### Instruction:
Can you change "benchmark card" to "evaluation sheet" throughout the rows below, keep everything else the same, and leave out the pictures?

------------------------

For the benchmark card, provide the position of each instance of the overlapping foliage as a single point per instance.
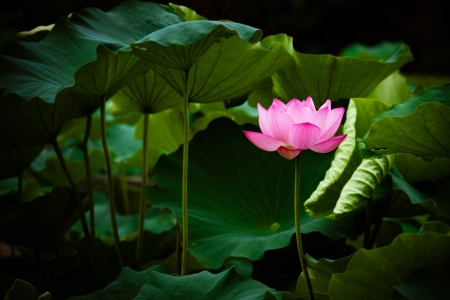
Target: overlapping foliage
(393, 165)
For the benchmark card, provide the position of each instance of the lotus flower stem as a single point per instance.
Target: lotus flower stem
(143, 203)
(184, 257)
(62, 161)
(297, 228)
(124, 188)
(367, 232)
(20, 187)
(112, 203)
(87, 165)
(177, 248)
(373, 237)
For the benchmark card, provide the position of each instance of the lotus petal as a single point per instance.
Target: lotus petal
(328, 145)
(288, 153)
(262, 141)
(304, 135)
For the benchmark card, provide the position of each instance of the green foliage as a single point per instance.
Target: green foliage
(329, 77)
(229, 184)
(374, 274)
(419, 126)
(350, 180)
(40, 224)
(31, 123)
(230, 69)
(42, 70)
(204, 285)
(240, 199)
(22, 290)
(125, 287)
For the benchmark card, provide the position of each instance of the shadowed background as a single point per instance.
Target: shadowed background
(318, 27)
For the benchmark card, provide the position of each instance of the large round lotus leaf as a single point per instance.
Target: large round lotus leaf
(415, 169)
(350, 180)
(373, 274)
(83, 105)
(181, 45)
(30, 123)
(146, 93)
(126, 23)
(156, 221)
(15, 160)
(419, 126)
(185, 12)
(48, 166)
(419, 198)
(45, 68)
(329, 77)
(40, 224)
(125, 287)
(204, 285)
(25, 291)
(240, 198)
(231, 69)
(380, 52)
(107, 74)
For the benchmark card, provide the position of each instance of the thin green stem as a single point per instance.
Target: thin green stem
(112, 203)
(376, 229)
(143, 204)
(367, 232)
(87, 165)
(177, 249)
(184, 257)
(124, 188)
(62, 161)
(297, 228)
(20, 187)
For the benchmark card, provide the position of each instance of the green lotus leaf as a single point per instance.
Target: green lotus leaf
(419, 126)
(185, 12)
(147, 94)
(122, 144)
(181, 45)
(320, 272)
(126, 23)
(329, 77)
(373, 274)
(83, 105)
(165, 136)
(31, 123)
(414, 169)
(39, 224)
(25, 291)
(419, 198)
(379, 52)
(125, 287)
(362, 184)
(107, 74)
(204, 285)
(15, 160)
(156, 221)
(46, 68)
(8, 185)
(239, 206)
(392, 90)
(48, 166)
(435, 226)
(231, 69)
(422, 284)
(350, 181)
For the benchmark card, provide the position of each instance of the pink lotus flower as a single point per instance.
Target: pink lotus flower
(295, 126)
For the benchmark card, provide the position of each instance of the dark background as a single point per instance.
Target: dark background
(319, 27)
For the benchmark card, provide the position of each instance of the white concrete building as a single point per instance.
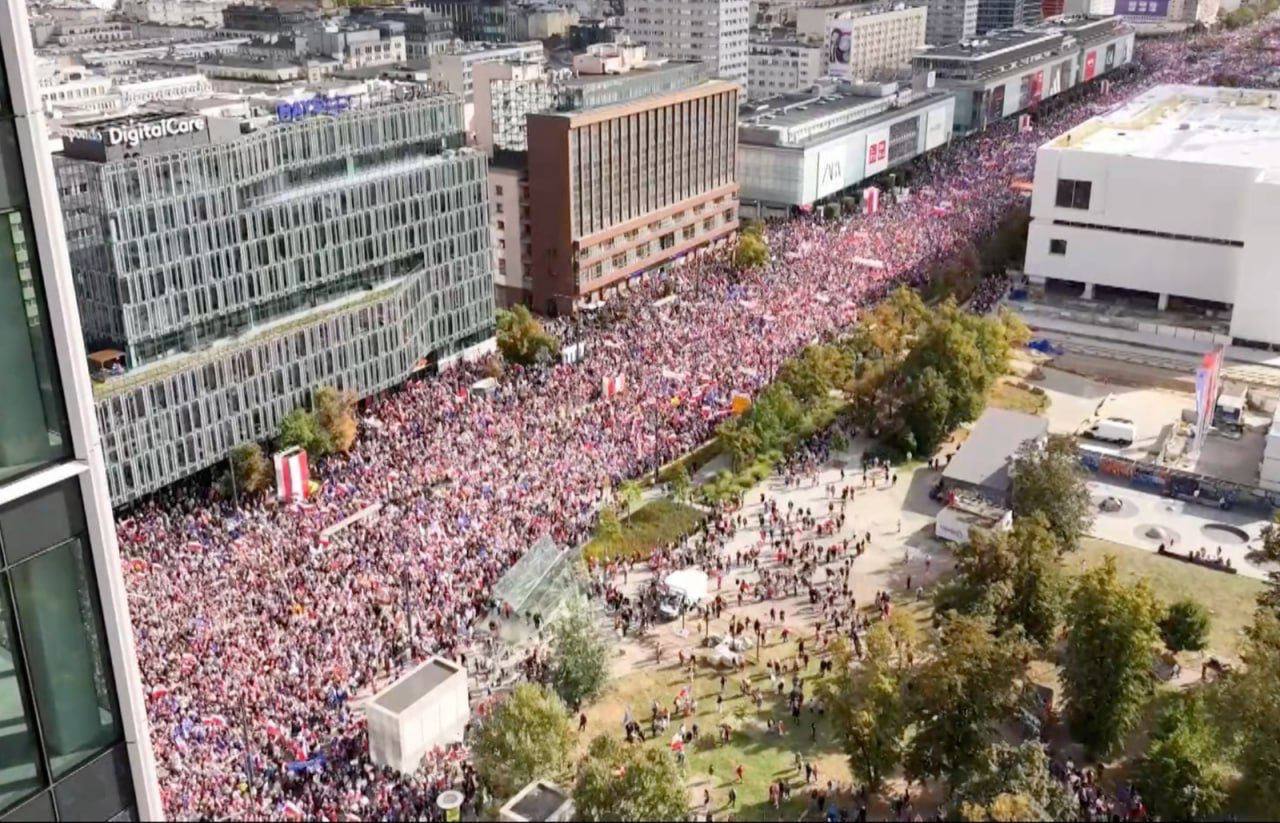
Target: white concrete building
(712, 31)
(1175, 195)
(883, 39)
(778, 65)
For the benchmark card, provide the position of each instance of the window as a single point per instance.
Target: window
(1074, 193)
(33, 424)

------------------------

### Complete output:
For the evaluation sheet, provide the position of each instance of the overlapping foliage as a single point per instance.
Target: overlapping foliage
(393, 165)
For the evaluation sheet, provide the position of each instance of the lotus flower stem as a single point per instance.
Target: lotus flower stem
(143, 203)
(184, 257)
(62, 161)
(297, 228)
(124, 188)
(367, 232)
(20, 187)
(112, 203)
(87, 165)
(177, 248)
(373, 237)
For the evaluation sheet, provide the position of each instance of the lotus petal as a single point per instance.
Target: lotus petal
(328, 145)
(288, 153)
(262, 141)
(304, 135)
For the evaluation sheet, provide the position of each instance of the green foliage as a single point per instance.
Target: green foliage
(329, 77)
(229, 184)
(374, 274)
(419, 126)
(350, 180)
(40, 224)
(31, 123)
(230, 69)
(42, 70)
(204, 285)
(240, 199)
(22, 290)
(125, 287)
For the evaluation sheet, provide the position of each instance of the shadowed background as a single point per instance.
Target: shadowed background
(318, 27)
For the evaluation sheet, provide the position of each instance of the large round lotus leaf as a single point per instance.
Target: large round lotus leaf
(415, 169)
(350, 180)
(373, 274)
(83, 105)
(181, 45)
(30, 123)
(146, 93)
(126, 23)
(156, 221)
(15, 160)
(419, 126)
(185, 12)
(48, 166)
(419, 198)
(45, 68)
(329, 77)
(40, 224)
(125, 287)
(204, 285)
(25, 291)
(240, 198)
(231, 69)
(380, 52)
(107, 74)
For the evaluation sheet, provide the position of each instance of the thin green stem as a single point per instance.
Target: thin green stem
(112, 203)
(376, 229)
(143, 204)
(367, 232)
(87, 165)
(177, 249)
(184, 257)
(124, 188)
(62, 161)
(297, 228)
(20, 187)
For the evaluation sheet, provide the position of each instance of the green lotus leaf as a single point per instance.
Target: green lotus leaf
(419, 126)
(185, 12)
(147, 94)
(122, 144)
(181, 45)
(320, 272)
(126, 23)
(329, 77)
(373, 274)
(83, 105)
(165, 136)
(31, 123)
(414, 169)
(39, 224)
(25, 291)
(419, 198)
(379, 52)
(125, 287)
(362, 184)
(107, 74)
(204, 285)
(15, 160)
(156, 221)
(46, 68)
(8, 185)
(239, 206)
(392, 90)
(48, 166)
(435, 226)
(231, 69)
(422, 284)
(350, 181)
For the evaluation sheet, provide the position of each instance of the pink lotus flower as a single point per instance.
Target: pink lotus flower
(295, 126)
For the evaluation sheet, provide the position of each instance of the dark background as a single point per instance.
Target: dark background
(319, 27)
For the evaluation sheet, provide the position of each instance of the white concrete building as a single point per instance.
Target: white concrete building
(712, 31)
(1175, 195)
(883, 39)
(778, 65)
For the evaluation sheet, provide the position of each instance of the window as a single point per instance.
Target: window
(1074, 193)
(33, 424)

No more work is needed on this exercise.